03 Mayıs 2013

Rakı mı, Ayran mı?

"Türkiye’nin milli içkisi rakıdır” tezini, Başbakan Recep Tayyip Erdoğan, "milli içkimiz ayrandır" diyerek çürütmeye çalıştı. Böylece “rakı mı, ayran mı" biçiminde bir tartışma başladı

“Türkiye’nin milli içkisi rakıdır” tezini, Başbakan Recep Tayyip Erdoğan, “milli içkimiz ayrandır” diyerek çürütmeye çalıştı. Böylece “rakı mı, ayran mı” biçiminde bir tartışma başladı.

Tabii bu sorunu çözmek ve bu soruyu yanıtlamak için öncelikle “milli” sözcüğünün anlamını açıklığa kavuşturmak gerekiyor. “Milli” sıfatı neyin açılımıdır? “Milli” demek ne demektir? Halktan ve fiilen yaşayan kültürden  bağımsız bir “Milli Olanı/Olmayanı Belirleme Komitesi” var da, onlar neye “milli” derse o “milli” oluyor, neye “milli değil” derlerse o da “milli” olmuyor mu?

Böyle bir saçmalık tabii ki olamaz. Yaşayan kültürden, halktan ve tarihten bağımsız bir “milli” kavramı olamaz. Pekiyi, öyleyse “milli olan” ve “milli olmayan” nedir?

Yoksa “milli” denen şey mevcut nüfusun tamamının benimsediği kültürle mi özdeştir? Bu da saçma bir anlayış, çünkü dünyanın hiçbir ülkesinde böyle homojen bir yapı yok; hele içki/içecek konusunda hiç yok. İstisnasız herkesin benimsediği ve sevdiği tek bir içkiden/içecekten ne Türkiye’de ne de başka bir ülkede söz etmek olanaklı değildir. Dolayısıyla “konsensus” içinde olmak ölçütü de “milli” kavramını tanımlayan bir şey olamaz.

Yoksa “milli” denen şey çoğunluk kültürüyle mi özdeştir? Yani bir ülkede nüfusun %50’den fazlası rakı yerine ayran içiyorsa ayran “milli” içki mi olmuş oluyor veya tam tersi nüfusun %50’den fazlası ayran yerine rakı içiyorsa rakı “milli” içki mi olmuş oluyor?
━━━━━━━━━━━━━━━━━━━━
**Verilen Problem 1**
Rakı ile ayran üzerine metinde "Böyle bir saçmalık" sözlerinden başlayıp aşağıya doğru "mi olmuş oluyor?" sözlerine kadar uzanan her şeyi aynen geri verin.
**Verilen Problem 2**
Rakı ile ayran üzerine metnin bir sonraki bölümünü, gösterilen son cümleden sonrasını yazarak sağlayın.
Veri bloğundaki satırlar, rakı ile ayran üzerine metinden bağımsız ayrı bir malzemedir.

**Veri Bloğu**
━━━━━━━━━━━━━━━━━━━━
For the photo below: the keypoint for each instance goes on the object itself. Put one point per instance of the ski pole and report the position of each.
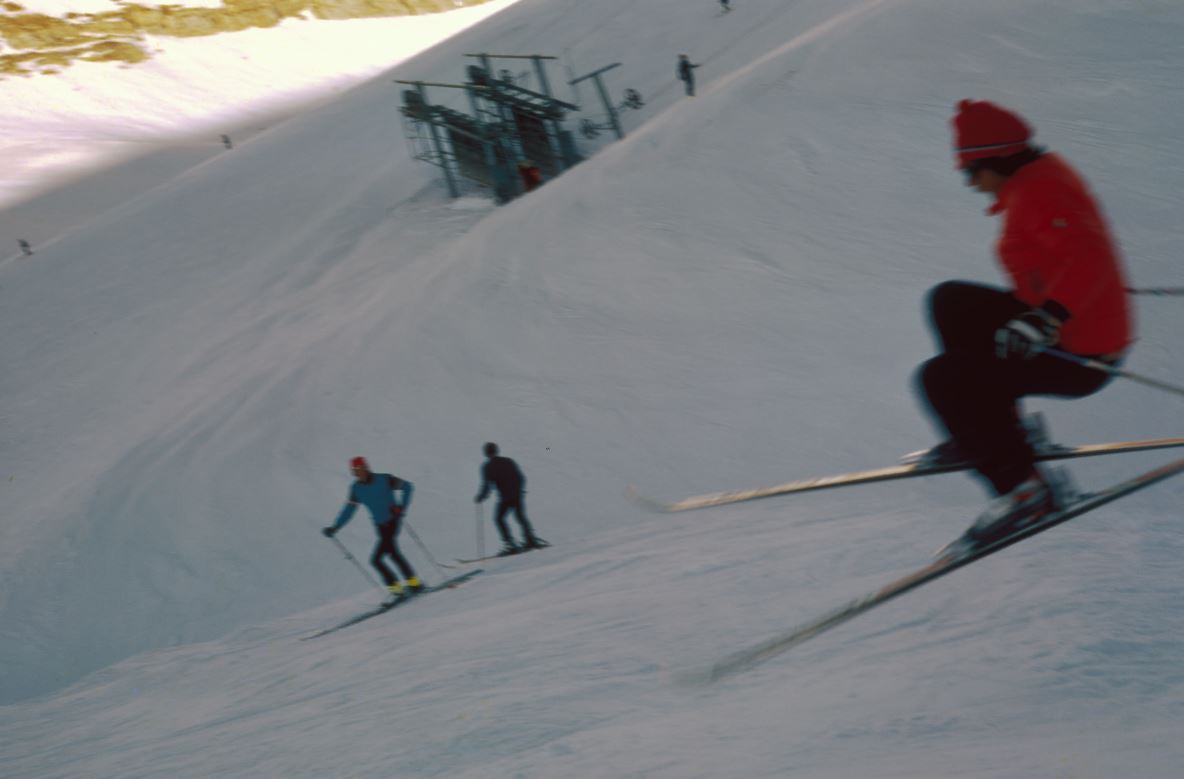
━━━━━━━━━━━━━━━━━━━━
**Son Cevap 1**
Böyle bir saçmalık tabii ki olamaz. Yaşayan kültürden, halktan ve tarihten bağımsız bir “milli” kavramı olamaz. Pekiyi, öyleyse “milli olan” ve “milli olmayan” nedir?

Yoksa “milli” denen şey mevcut nüfusun tamamının benimsediği kültürle mi özdeştir? Bu da saçma bir anlayış, çünkü dünyanın hiçbir ülkesinde böyle homojen bir yapı yok; hele içki/içecek konusunda hiç yok. İstisnasız herkesin benimsediği ve sevdiği tek bir içkiden/içecekten ne Türkiye’de ne de başka bir ülkede söz etmek olanaklı değildir. Dolayısıyla “konsensus” içinde olmak ölçütü de “milli” kavramını tanımlayan bir şey olamaz.

Yoksa “milli” denen şey çoğunluk kültürüyle mi özdeştir? Yani bir ülkede nüfusun %50’den fazlası rakı yerine ayran içiyorsa ayran “milli” içki mi olmuş oluyor veya tam tersi nüfusun %50’den fazlası ayran yerine rakı içiyorsa rakı “milli” içki mi olmuş oluyor?

**Son Cevap 2**
Pekiyi bu durumda, %60 ayran yerine rakıyı veya rakı yerine ayranı tercih ederse, bu içki/içeceklerden birisi “milli” mertebesine yükselip, diğeri de “gavur” statüsüne mi düşmüş oluyor?

Bu da açıkça saçma bir açıklama biçimi.

Üstelik her iki içki/içecek de %50’den fazla tüketiliyorsa ne olacak? Bu durumda Erdoğan’ın “ya ayran, ya rakı, ikisi birden olmaz” biçimindeki “tek bayrak, tak vatan, tek din, tek milli içki” ilkesi yerle bir olmayacak mı?

Örneğin Ulusal Kurtuluş Savaşı kahramanı, Türkiye Cumhuriyeti’nin kurucusu, Türkiye Cumhuriyeti’nin ilk Cumhurbaşkanı ve cumhuriyet devrimlerinin önderi Mustafa Kemal Atatürk, hem rakıyı, hem de ayranı çok severdi. Atatürk akşamları sofrada dostları ve dava arkadaşlarıyla birlikte sık sık rakı içer, Antik Yunan’daki sempozyumları ve Paris’teki aydınlanma dönemi salon toplantılarını andırırcasına, rakı eşliğinde hem muhabbet eder, hem de devrim, siyaset, bilim, tarih, sanat ve din üzerine sohbetler ve tartışmalar gerçekleştirirdi.

Atatürk sabah ve öğlen ise bol bol ayran içerdi. Hatta bazılarına göre, rakının etkisini kırmak ve bedenen toparlanmak için, özellikle bol ayran içerdi. Gerçekten de ayran, alkollü içki içilen bir geceden sonra, bedene en iyi gelen şeylerden birisidir.

Bu durumda, Erdoğan’a göre, Mustafa Kemal geceleri “gavur” statüsüne düşmüş, gündüzleri de “milli” mertebesine mi ulaşmış oluyor? Erdoğan’a göre alkollü içki içmek sadece “gavur” işi midir?

O zaman Orta Asya Türklerinin yaygın içkisi kımıza ne diyeceğiz? Kımız da alkollü bir içecek değil midir? O zaman Anadolu’nun ve dünyanın en eski içkilerinden birisi olarak bilinen şaraba ne diyeceğiz? Anadolu’da, Hitit döneminde, Antik Yunan döneminde, Roma döneminde, Bizans döneminde ve Osmanlı döneminde içilen şarap da “milli” unsur olmaktan çıkmış mı oluyor? Yaklaşık 3500 yıldır Anadolu’da var olan şarap kültürü Erdoğan’ın açıklamasıyla bir anda buharlaşmış mı oluyor? Ya da Alevilerdeki şarap geleneği nedeniyle Aleviler bir anda “milli” olmayan bir işe mi bulaşmış oluyorlar?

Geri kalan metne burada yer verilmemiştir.